- Task statement: Report every line of the listing below that contains the string "positive".
****
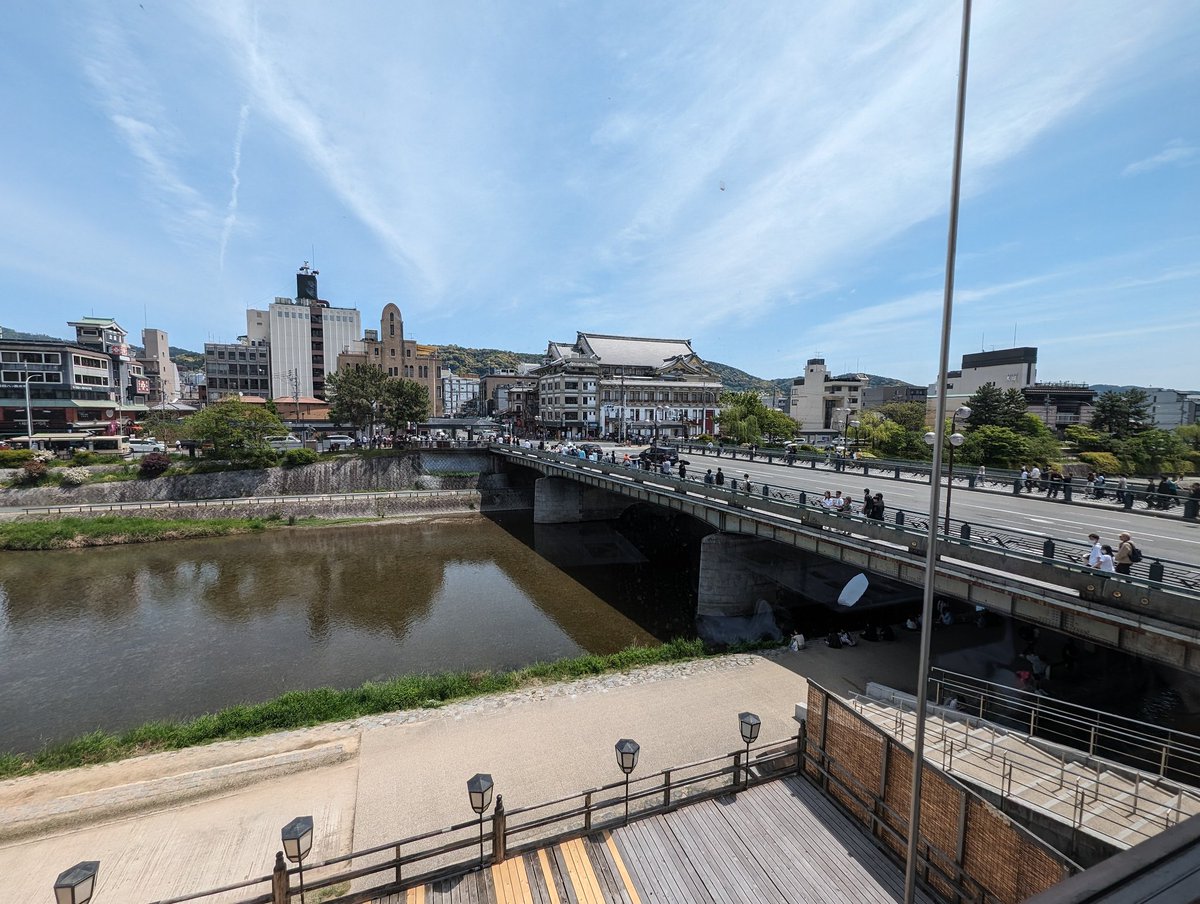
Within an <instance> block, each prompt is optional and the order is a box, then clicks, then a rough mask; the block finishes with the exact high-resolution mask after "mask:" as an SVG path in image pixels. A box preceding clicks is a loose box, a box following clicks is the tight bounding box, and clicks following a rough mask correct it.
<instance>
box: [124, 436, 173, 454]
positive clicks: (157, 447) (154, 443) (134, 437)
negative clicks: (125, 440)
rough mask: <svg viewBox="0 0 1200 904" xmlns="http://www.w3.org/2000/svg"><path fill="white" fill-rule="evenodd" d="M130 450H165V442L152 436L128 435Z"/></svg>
mask: <svg viewBox="0 0 1200 904" xmlns="http://www.w3.org/2000/svg"><path fill="white" fill-rule="evenodd" d="M130 451H131V453H137V454H145V453H151V451H167V444H166V443H164V442H162V441H161V439H155V438H154V437H152V436H138V437H130Z"/></svg>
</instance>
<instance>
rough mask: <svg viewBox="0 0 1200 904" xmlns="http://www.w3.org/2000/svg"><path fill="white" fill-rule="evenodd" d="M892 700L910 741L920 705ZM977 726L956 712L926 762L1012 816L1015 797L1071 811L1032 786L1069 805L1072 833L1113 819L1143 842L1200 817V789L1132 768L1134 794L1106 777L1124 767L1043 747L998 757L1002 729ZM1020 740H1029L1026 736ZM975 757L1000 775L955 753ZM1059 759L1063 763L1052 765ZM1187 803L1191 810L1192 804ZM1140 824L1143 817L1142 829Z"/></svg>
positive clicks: (1126, 776) (1012, 749)
mask: <svg viewBox="0 0 1200 904" xmlns="http://www.w3.org/2000/svg"><path fill="white" fill-rule="evenodd" d="M852 701H853V702H854V704H856V706H857V708H858V711H859V712H863V713H864V716H865V712H864V710H865V706H864V705H869V704H874V705H880V704H881V702H884V701H881V700H877V699H875V698H870V696H866V695H864V694H853V695H852ZM886 702H887V704H889V705H890V706H892V707H894V708H895V719H894V723H893V734H894V735H895V736H896V738H898V740H899V741H901V742H904V740H905V735H906V734H907V730H908V720H907V719H905V718H904V716H905V714H906V713H907V714H910V716H914V706H913V704H912V702H911V701H908V700H905V699H900V698H895V699H892V700H888V701H886ZM954 714H955V717H958V716H961V711H955V713H954ZM868 718H870V717H868ZM976 723H977V720H970V719H967V718H961V719H955V720H952V719H950V718H949V714H947V718H942V719H940V724H937V725H931V726H930V730H929V734H928V735H926V738H928V740H929V742H932V743H930V746H929V747H926V753H925V759H926V760H934V759H935V756H936V758H937V759H938V760H940V762H941V767H942V770H943V771H946V772H949V773H953V774H956V776H960V777H962V778H964V780H967V782H973V783H976V784H984V785H986V786H988V788H989V789H992V790H995V791H996V794H997V795H1000V797H1001V802H1002V806H1001V812H1004V807H1003V801H1004V800H1006V798H1013V800H1016V801H1020V803H1021V804H1022V806H1024V807H1028V808H1030V809H1033V810H1038V812H1040V813H1044V814H1048V815H1050V816H1052V818H1055V819H1062V816H1063V814H1062V813H1061V812H1057V810H1055V809H1052V808H1051V807H1048V806H1044V804H1040V803H1038V802H1037V801H1031V800H1028V798H1026V797H1024V796H1022V794H1021V792H1022V790H1024V789H1030V790H1033V791H1034V792H1040V794H1045V795H1048V796H1050V797H1052V798H1055V800H1058V801H1069V802H1070V818H1069V820H1070V827H1072V828H1088V826H1086V825H1085V824H1086V820H1087V819H1088V818H1091V816H1096V818H1100V819H1108V820H1109V821H1110V822H1112V824H1115V825H1117V826H1120V830H1118V831H1120V832H1121V833H1122V836H1124V837H1128V836H1133V837H1134V838H1135V839H1136V840H1135V842H1134V843H1139V842H1145V840H1147V839H1150V838H1153V837H1154V836H1156V834H1158V833H1159V832H1160V831H1163V830H1166V828H1170V827H1171V826H1174V825H1177V824H1178V822H1180V821H1182V820H1184V819H1188V818H1189V816H1192V815H1194V814H1195V813H1196V812H1200V795H1198V794H1196V791H1195V790H1193V789H1190V788H1184V786H1182V785H1180V784H1177V783H1175V782H1171V780H1169V779H1164V778H1162V777H1160V776H1156V774H1151V773H1147V772H1146V771H1142V770H1136V768H1133V770H1128V773H1127V774H1123V776H1122V778H1124V780H1126V782H1127V783H1128V785H1129V790H1128V791H1124V790H1122V789H1121V788H1118V786H1115V785H1114V784H1112V783H1111V780H1110V779H1109V778H1106V777H1108V776H1114V774H1120V773H1121V772H1124V771H1123V770H1120V768H1115V767H1114V764H1112V762H1109V761H1104V760H1099V759H1096V758H1093V756H1079V758H1073V756H1069V755H1067V754H1066V753H1064V752H1063V753H1060V754H1058V755H1057V758H1055V754H1052V753H1050V752H1048V750H1044V749H1042V748H1037V750H1038V752H1039V753H1040V755H1039V753H1033V752H1025V750H1018V749H1013V748H1010V747H1001V749H1000V750H998V752H997V749H996V743H997V740H998V738H997V730H995V729H991V726H988V725H983V726H980V725H978V724H976ZM977 728H985V729H988V730H989V731H990V732H991V734H990V737H988V738H979V737H972V736H971V730H972V729H977ZM1002 737H1003V735H1000V738H1002ZM1015 737H1018V740H1024V738H1022V736H1021V735H1019V734H1018V735H1015ZM935 746H940V747H941V750H940V752H937V750H935V749H934V748H935ZM972 754H978V758H977V761H976V764H972V765H973V766H976V768H979V760H982V762H983V766H982V770H983V772H984V773H988V772H989V771H994V772H995V774H994V776H992V777H991V778H989V779H985V778H983V777H980V776H978V774H976V776H967V773H966V772H965V771H962V770H961V762H960V766H959V770H958V771H955V765H954V764H955V756H956V755H958V756H959V759H960V760H961V758H962V756H970V755H972ZM1055 759H1057V761H1052V760H1055ZM1048 760H1051V761H1048ZM1073 766H1079V767H1081V768H1084V770H1087V771H1088V772H1090V773H1091V774H1086V776H1080V774H1079V773H1078V772H1075V771H1072V767H1073ZM1014 785H1015V788H1016V791H1015V792H1014V790H1013V788H1014ZM1152 790H1153V791H1154V792H1157V794H1158V795H1159V796H1160V797H1166V798H1169V800H1153V798H1152V797H1150V794H1151V791H1152ZM1184 802H1187V803H1188V804H1189V806H1187V807H1184ZM1133 820H1142V825H1139V824H1138V822H1136V821H1133ZM1147 826H1152V827H1153V831H1147ZM1091 831H1092V833H1093V834H1098V836H1102V837H1104V838H1106V839H1109V840H1111V842H1114V843H1117V842H1120V843H1121V844H1124V843H1126V839H1124V837H1123V838H1120V839H1118V838H1116V837H1114V834H1112V833H1109V832H1104V831H1100V830H1097V828H1091Z"/></svg>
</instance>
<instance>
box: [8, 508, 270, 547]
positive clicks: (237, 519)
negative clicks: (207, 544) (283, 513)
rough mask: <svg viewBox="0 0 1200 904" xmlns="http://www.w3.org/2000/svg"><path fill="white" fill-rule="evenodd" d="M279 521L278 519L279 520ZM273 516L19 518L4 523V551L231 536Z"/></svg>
mask: <svg viewBox="0 0 1200 904" xmlns="http://www.w3.org/2000/svg"><path fill="white" fill-rule="evenodd" d="M276 521H277V519H276ZM270 523H271V520H270V519H262V517H220V519H211V520H204V521H200V520H196V521H186V520H180V521H168V520H158V519H152V517H125V516H122V515H104V516H103V517H60V519H55V520H53V521H16V522H10V523H5V525H0V550H66V549H77V547H80V546H112V545H116V544H122V543H151V541H154V540H182V539H191V538H196V537H227V535H229V534H235V533H252V532H256V531H265V529H266V527H268V526H269V525H270Z"/></svg>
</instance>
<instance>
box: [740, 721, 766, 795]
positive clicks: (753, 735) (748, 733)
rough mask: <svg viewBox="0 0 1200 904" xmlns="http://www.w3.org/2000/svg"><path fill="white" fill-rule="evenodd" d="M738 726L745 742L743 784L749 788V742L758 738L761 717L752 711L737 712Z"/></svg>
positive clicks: (749, 753)
mask: <svg viewBox="0 0 1200 904" xmlns="http://www.w3.org/2000/svg"><path fill="white" fill-rule="evenodd" d="M738 728H740V729H742V740H743V741H745V743H746V759H745V760H744V761H743V764H742V774H743V776H744V778H745V786H746V788H750V744H752V743H754V742H755V741H757V740H758V730H760V729H761V728H762V719H760V718H758V717H757V716H755V714H754V713H749V712H748V713H738Z"/></svg>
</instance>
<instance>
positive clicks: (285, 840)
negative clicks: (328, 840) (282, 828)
mask: <svg viewBox="0 0 1200 904" xmlns="http://www.w3.org/2000/svg"><path fill="white" fill-rule="evenodd" d="M280 834H281V836H282V838H283V854H284V856H286V857H287V858H288V860H290V861H292V862H293V863H298V864H300V904H304V858H305V857H307V856H308V851H310V850H312V816H296V818H295V819H294V820H292V821H290V822H288V824H287V825H286V826H283V831H282V832H281V833H280Z"/></svg>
****
- Solution below:
positive clicks: (157, 447) (154, 443) (134, 437)
positive clicks: (1126, 776) (1012, 749)
positive clicks: (237, 519)
positive clicks: (753, 735) (748, 733)
positive clicks: (749, 753)
positive clicks: (285, 840)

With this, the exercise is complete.